Fragmento del documento |
De la difusión del ateísmo

martes, 30 de diciembre de 2008



... Ha llegado hace poco hasta Barcelona el autobús con el que Richard Dawkins y la British Humanist Association pretenden popularizar el ateísmo entre la ciudadanía europea; si bien, a tenor del eslogan elegido, quizás sea más acertado hablar de campaña por el escepticismo y contra el puritanismo. Algunos ya se han apresurado en tacharla de ataque al catolicismo, olvidándose de la reciente y multitudinaria misa callejera que oficiaron los gerifaltes episcopales en Madrid, y donde en otra ocasión más se lanzó una diatriba contra el ateísmo, la laicidad y otros errores modernos. Habría, además, que recordarle a los inquisidores españoles que la propaganda de creencias en el transporte público no es un invento ateo.

Como ateo convencido me interesa toda estrategia que se presente con el propósito de hacer pedagogía de lo que me parece la postura más razonable que puede adoptarse frente al hecho religioso. Sin embargo, el lema escogido, aunque pueda resultar llamativo, no me parece en absoluto adecuado. Caso a parte es la extrañeza que a los españoles, tan poco dados al término medio y a la duda (véase la manera en la que la desechamos cuando decimos "seguramente venga", es decir, "vendrá seguro", aunque no las tengamos todas con nosotros), nos pueda causar que se discurra sobre Dios en términos de probabilidad.

Fragmentos de un conjunto de datos de detección:
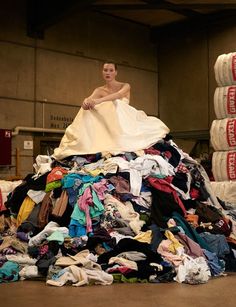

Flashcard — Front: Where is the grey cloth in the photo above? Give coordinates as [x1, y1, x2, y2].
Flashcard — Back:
[199, 232, 230, 258]
[116, 251, 147, 261]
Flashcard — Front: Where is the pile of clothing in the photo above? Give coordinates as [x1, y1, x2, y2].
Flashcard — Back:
[0, 139, 236, 286]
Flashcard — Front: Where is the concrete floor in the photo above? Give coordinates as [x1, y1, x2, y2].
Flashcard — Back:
[0, 273, 236, 307]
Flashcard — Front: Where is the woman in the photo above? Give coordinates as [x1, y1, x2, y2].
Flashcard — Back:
[53, 62, 169, 160]
[82, 62, 130, 110]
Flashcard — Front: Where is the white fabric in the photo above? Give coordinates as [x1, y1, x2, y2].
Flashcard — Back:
[33, 155, 52, 177]
[212, 151, 236, 181]
[29, 221, 69, 246]
[214, 86, 236, 119]
[0, 180, 22, 204]
[211, 181, 236, 205]
[214, 52, 236, 86]
[210, 118, 236, 151]
[53, 98, 169, 160]
[104, 194, 145, 234]
[174, 255, 211, 284]
[27, 190, 46, 204]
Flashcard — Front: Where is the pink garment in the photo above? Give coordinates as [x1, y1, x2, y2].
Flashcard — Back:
[0, 189, 7, 212]
[92, 179, 108, 200]
[157, 239, 183, 267]
[78, 187, 93, 232]
[148, 176, 187, 216]
[175, 232, 204, 258]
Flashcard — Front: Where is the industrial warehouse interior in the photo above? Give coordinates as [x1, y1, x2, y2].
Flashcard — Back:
[0, 0, 236, 307]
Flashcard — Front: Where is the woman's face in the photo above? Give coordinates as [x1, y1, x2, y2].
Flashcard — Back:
[102, 63, 117, 81]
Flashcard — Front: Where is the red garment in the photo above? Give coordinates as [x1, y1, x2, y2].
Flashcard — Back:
[148, 176, 187, 216]
[47, 166, 68, 183]
[144, 147, 161, 156]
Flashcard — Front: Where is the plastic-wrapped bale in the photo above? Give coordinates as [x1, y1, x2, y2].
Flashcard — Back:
[0, 180, 22, 211]
[211, 181, 236, 208]
[212, 151, 236, 181]
[210, 118, 236, 151]
[214, 86, 236, 119]
[214, 52, 236, 86]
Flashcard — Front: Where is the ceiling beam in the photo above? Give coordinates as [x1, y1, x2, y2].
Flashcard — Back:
[151, 10, 236, 42]
[27, 0, 95, 39]
[89, 1, 236, 11]
[140, 0, 202, 18]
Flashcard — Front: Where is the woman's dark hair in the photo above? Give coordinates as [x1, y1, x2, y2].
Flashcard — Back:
[103, 60, 118, 70]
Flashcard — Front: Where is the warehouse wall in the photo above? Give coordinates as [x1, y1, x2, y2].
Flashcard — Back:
[0, 0, 158, 179]
[0, 0, 236, 179]
[158, 21, 236, 132]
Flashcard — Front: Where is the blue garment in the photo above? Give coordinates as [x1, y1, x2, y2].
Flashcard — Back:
[71, 183, 104, 225]
[0, 261, 19, 283]
[69, 219, 86, 238]
[203, 249, 225, 276]
[199, 232, 230, 258]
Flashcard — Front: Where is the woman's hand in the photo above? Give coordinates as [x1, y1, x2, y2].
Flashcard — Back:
[82, 98, 96, 110]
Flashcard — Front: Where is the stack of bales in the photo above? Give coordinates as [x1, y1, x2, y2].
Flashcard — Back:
[210, 52, 236, 203]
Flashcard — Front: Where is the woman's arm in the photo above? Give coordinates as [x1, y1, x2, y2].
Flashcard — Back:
[93, 83, 130, 104]
[82, 87, 102, 110]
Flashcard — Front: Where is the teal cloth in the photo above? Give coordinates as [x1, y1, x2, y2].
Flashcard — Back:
[172, 211, 213, 252]
[71, 183, 104, 225]
[47, 230, 68, 245]
[0, 261, 19, 283]
[61, 173, 102, 189]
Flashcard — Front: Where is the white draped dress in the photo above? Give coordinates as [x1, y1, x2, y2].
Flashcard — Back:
[53, 98, 169, 160]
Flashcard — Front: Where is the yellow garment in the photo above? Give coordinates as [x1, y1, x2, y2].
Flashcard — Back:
[16, 196, 35, 227]
[134, 230, 152, 244]
[53, 98, 169, 160]
[165, 230, 184, 254]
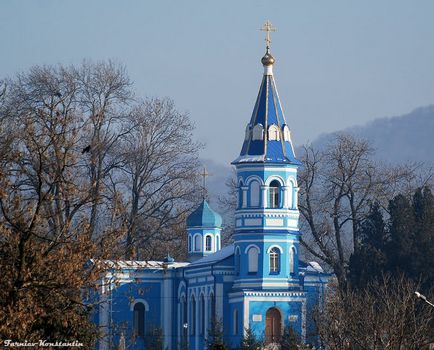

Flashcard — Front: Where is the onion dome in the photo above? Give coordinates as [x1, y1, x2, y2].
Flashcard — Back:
[187, 200, 222, 228]
[261, 48, 276, 66]
[163, 254, 175, 265]
[232, 47, 301, 166]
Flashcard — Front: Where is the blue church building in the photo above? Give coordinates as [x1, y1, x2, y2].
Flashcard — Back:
[96, 28, 329, 350]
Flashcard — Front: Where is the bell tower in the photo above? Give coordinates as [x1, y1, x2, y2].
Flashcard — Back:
[232, 22, 301, 290]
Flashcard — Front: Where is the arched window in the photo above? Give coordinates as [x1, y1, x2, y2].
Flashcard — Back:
[205, 236, 212, 252]
[232, 309, 238, 335]
[289, 247, 297, 274]
[199, 294, 205, 335]
[250, 181, 259, 207]
[268, 180, 280, 208]
[252, 124, 264, 141]
[270, 247, 280, 273]
[180, 296, 187, 339]
[282, 124, 291, 142]
[235, 247, 241, 276]
[247, 247, 259, 273]
[209, 293, 216, 329]
[190, 295, 197, 335]
[194, 235, 202, 252]
[133, 303, 145, 337]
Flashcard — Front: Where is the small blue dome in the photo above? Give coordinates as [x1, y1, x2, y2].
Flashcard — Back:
[187, 200, 222, 227]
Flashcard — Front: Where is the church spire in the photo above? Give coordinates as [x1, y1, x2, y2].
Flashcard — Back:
[232, 21, 300, 165]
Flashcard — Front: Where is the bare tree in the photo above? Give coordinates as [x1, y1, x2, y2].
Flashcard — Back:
[74, 61, 133, 236]
[119, 99, 201, 259]
[299, 135, 413, 287]
[316, 277, 434, 350]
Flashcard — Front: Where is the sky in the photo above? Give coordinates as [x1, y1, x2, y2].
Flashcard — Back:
[0, 0, 434, 164]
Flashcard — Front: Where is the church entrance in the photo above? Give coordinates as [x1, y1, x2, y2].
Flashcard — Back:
[265, 307, 282, 343]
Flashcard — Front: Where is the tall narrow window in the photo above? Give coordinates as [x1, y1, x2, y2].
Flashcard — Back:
[232, 309, 238, 335]
[194, 235, 202, 252]
[268, 180, 280, 208]
[250, 181, 260, 207]
[133, 303, 145, 337]
[181, 296, 188, 340]
[289, 247, 297, 274]
[270, 247, 280, 273]
[205, 236, 212, 252]
[209, 293, 215, 329]
[247, 247, 259, 273]
[190, 295, 197, 335]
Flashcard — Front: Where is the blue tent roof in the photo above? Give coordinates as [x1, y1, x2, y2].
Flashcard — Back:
[187, 199, 222, 227]
[232, 51, 301, 165]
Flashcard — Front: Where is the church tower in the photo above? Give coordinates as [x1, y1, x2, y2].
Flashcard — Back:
[232, 22, 300, 290]
[187, 199, 222, 262]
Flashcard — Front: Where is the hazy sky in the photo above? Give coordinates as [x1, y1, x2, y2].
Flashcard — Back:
[0, 0, 434, 163]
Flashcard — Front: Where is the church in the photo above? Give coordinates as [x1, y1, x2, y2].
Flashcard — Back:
[95, 22, 330, 350]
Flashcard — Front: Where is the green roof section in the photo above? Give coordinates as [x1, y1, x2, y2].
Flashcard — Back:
[187, 199, 222, 228]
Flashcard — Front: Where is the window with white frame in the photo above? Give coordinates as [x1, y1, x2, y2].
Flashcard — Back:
[250, 181, 260, 207]
[270, 247, 280, 273]
[247, 247, 259, 273]
[194, 235, 202, 252]
[205, 236, 212, 252]
[268, 180, 280, 208]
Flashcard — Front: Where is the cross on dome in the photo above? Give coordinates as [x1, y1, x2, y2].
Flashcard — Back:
[259, 20, 277, 49]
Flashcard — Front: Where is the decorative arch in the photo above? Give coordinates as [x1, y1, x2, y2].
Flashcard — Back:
[267, 244, 283, 254]
[249, 181, 261, 207]
[245, 175, 264, 186]
[247, 245, 259, 274]
[193, 233, 202, 252]
[265, 175, 285, 186]
[252, 124, 264, 141]
[244, 244, 261, 254]
[268, 124, 280, 141]
[268, 180, 282, 208]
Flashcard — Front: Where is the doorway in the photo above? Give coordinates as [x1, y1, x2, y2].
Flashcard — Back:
[265, 307, 282, 343]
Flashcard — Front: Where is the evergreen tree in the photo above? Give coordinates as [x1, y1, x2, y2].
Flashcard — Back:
[205, 319, 228, 350]
[239, 328, 264, 350]
[387, 195, 416, 278]
[411, 188, 434, 291]
[349, 203, 388, 289]
[280, 325, 303, 350]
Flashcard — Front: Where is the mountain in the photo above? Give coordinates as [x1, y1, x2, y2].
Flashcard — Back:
[313, 105, 434, 165]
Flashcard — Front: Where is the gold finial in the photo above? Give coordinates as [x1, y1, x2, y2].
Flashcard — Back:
[259, 20, 277, 51]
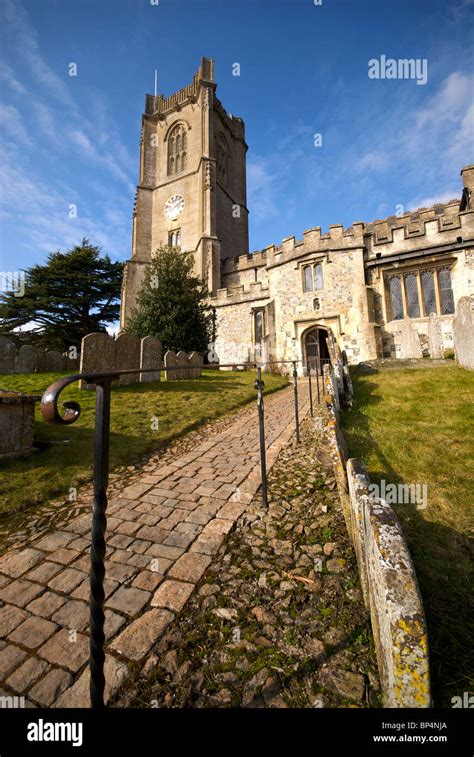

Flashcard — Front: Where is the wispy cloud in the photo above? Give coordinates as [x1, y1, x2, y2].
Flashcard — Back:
[0, 104, 32, 146]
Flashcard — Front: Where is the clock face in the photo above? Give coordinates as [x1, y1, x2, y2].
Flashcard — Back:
[165, 195, 184, 221]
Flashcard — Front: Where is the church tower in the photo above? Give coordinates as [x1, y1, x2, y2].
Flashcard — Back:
[120, 58, 248, 329]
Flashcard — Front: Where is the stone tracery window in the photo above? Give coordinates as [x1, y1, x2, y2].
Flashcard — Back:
[168, 229, 181, 247]
[168, 124, 188, 176]
[303, 263, 324, 292]
[388, 267, 455, 321]
[217, 133, 229, 185]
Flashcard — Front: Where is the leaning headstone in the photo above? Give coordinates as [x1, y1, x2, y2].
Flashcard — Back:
[16, 344, 38, 373]
[114, 332, 140, 384]
[176, 350, 189, 381]
[46, 350, 66, 371]
[396, 321, 423, 360]
[453, 297, 474, 371]
[428, 313, 444, 358]
[0, 336, 16, 373]
[140, 336, 161, 381]
[79, 332, 115, 389]
[164, 350, 178, 381]
[188, 352, 203, 378]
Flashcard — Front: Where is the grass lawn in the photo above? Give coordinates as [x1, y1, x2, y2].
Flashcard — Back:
[0, 370, 287, 521]
[343, 365, 474, 707]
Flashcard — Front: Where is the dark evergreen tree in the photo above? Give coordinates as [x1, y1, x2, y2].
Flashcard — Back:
[126, 246, 212, 352]
[0, 238, 123, 351]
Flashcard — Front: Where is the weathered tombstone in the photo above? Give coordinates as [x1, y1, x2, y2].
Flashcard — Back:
[0, 390, 41, 460]
[453, 297, 474, 371]
[36, 350, 49, 373]
[176, 350, 189, 381]
[397, 321, 423, 360]
[0, 336, 16, 373]
[188, 352, 203, 378]
[16, 344, 38, 373]
[80, 332, 115, 389]
[428, 313, 444, 358]
[45, 350, 66, 371]
[114, 332, 140, 384]
[140, 336, 161, 381]
[164, 350, 178, 381]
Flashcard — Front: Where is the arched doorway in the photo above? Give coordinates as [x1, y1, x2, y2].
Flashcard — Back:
[304, 326, 331, 373]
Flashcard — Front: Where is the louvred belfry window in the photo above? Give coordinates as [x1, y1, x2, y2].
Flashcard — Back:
[168, 124, 188, 176]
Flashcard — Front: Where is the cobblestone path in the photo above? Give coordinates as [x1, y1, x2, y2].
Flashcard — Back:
[0, 382, 308, 707]
[113, 419, 380, 707]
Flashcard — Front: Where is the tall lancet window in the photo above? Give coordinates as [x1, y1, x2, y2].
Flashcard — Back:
[168, 124, 188, 176]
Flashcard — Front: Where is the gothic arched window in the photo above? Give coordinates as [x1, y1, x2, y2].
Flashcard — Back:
[168, 124, 188, 176]
[217, 133, 229, 185]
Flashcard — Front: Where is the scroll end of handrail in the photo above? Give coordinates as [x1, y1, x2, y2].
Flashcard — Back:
[41, 377, 81, 425]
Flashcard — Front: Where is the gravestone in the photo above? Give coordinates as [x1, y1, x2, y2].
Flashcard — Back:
[428, 313, 444, 358]
[36, 350, 49, 373]
[176, 350, 189, 381]
[394, 321, 423, 360]
[79, 332, 115, 389]
[16, 344, 38, 373]
[453, 297, 474, 371]
[164, 350, 178, 381]
[0, 336, 16, 373]
[0, 390, 41, 460]
[188, 352, 203, 379]
[140, 336, 161, 381]
[45, 350, 66, 371]
[115, 332, 140, 384]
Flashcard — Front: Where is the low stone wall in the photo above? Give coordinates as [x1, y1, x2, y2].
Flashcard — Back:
[164, 350, 203, 381]
[347, 459, 431, 707]
[0, 336, 79, 375]
[80, 332, 161, 389]
[324, 366, 431, 707]
[80, 332, 203, 389]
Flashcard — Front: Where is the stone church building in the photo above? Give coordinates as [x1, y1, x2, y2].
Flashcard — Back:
[121, 58, 474, 371]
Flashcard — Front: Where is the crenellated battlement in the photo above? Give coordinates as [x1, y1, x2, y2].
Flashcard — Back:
[222, 221, 364, 275]
[222, 189, 474, 275]
[365, 200, 469, 249]
[211, 280, 270, 305]
[145, 58, 214, 116]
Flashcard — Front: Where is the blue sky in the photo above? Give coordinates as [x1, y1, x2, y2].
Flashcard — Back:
[0, 0, 474, 271]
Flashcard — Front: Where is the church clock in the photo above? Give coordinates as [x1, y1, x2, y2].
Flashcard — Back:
[165, 195, 184, 221]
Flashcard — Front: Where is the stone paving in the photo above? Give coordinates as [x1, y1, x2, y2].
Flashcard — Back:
[111, 416, 380, 708]
[0, 382, 308, 707]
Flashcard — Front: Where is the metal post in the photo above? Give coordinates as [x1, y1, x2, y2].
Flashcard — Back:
[89, 379, 111, 708]
[255, 368, 268, 507]
[307, 362, 314, 418]
[316, 346, 321, 405]
[293, 360, 300, 444]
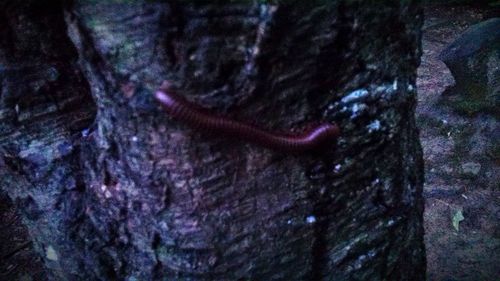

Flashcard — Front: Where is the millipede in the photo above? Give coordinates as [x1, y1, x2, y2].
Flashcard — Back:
[155, 83, 340, 153]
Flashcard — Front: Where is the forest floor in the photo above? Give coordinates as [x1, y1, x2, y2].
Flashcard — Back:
[417, 6, 500, 281]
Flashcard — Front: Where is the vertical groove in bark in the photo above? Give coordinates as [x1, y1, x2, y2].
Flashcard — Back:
[0, 0, 425, 280]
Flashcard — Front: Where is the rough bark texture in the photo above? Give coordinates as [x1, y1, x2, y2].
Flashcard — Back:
[0, 0, 425, 280]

Requisitos |
A – Enumera todas las palabras distintas terminadas en «-ismo» que aparecen en el artículo sobre la difusión del ateísmo.
B – Indica si cada afirmación concuerda con el artículo sobre la difusión del ateísmo y cita las palabras que lo deciden: (i) el autobús de la campaña llegó hace poco a Madrid; (ii) el autor se declara ateo; (iii) al autor le parece adecuado el lema escogido.
C – Retoma el artículo sobre la difusión del ateísmo a partir de su última frase y continúa el texto.
Los ítems no hacen falta para resolver las tareas.

Respuestas |
A – ateísmo, escepticismo, puritanismo, catolicismo

B –
(i) No: «Ha llegado hace poco hasta Barcelona el autobús».
(ii) Sí: «Como ateo convencido».
(iii) No: «no me parece en absoluto adecuado».

C –
Aunque la práctica del ateísmo, como todo comportamiento humano, tenga repercusiones morales, en ningún caso propio supone comulgar con una moral preestablecida ni defender una teoría ética particular. Los ateos no somos más que herederos ilustrados de la tradición profanadora occidental, en el sentido de la desacralización del mundo que acometió el cristianismo helenizado en su transir histórico, y que desemboca inexorablemente en el ateísmo como grado sumo de incredulidad. Usando la figura literaria tan cara para Marina, el ateísmo es un vástago parricida del racionalismo cristiano. Una razón coherente no podía limitarse con argumentar en contra de Zeus, Júpiter, Alah, Quetzalcóatl y las demás especies de dioses no cristianos, sino que tenía que acabar apuntando hacia el género mismo, a la categoría de la que cada divinidad es un caso. Desde Kant sabemos que la razón crítica es por esencia trascendente.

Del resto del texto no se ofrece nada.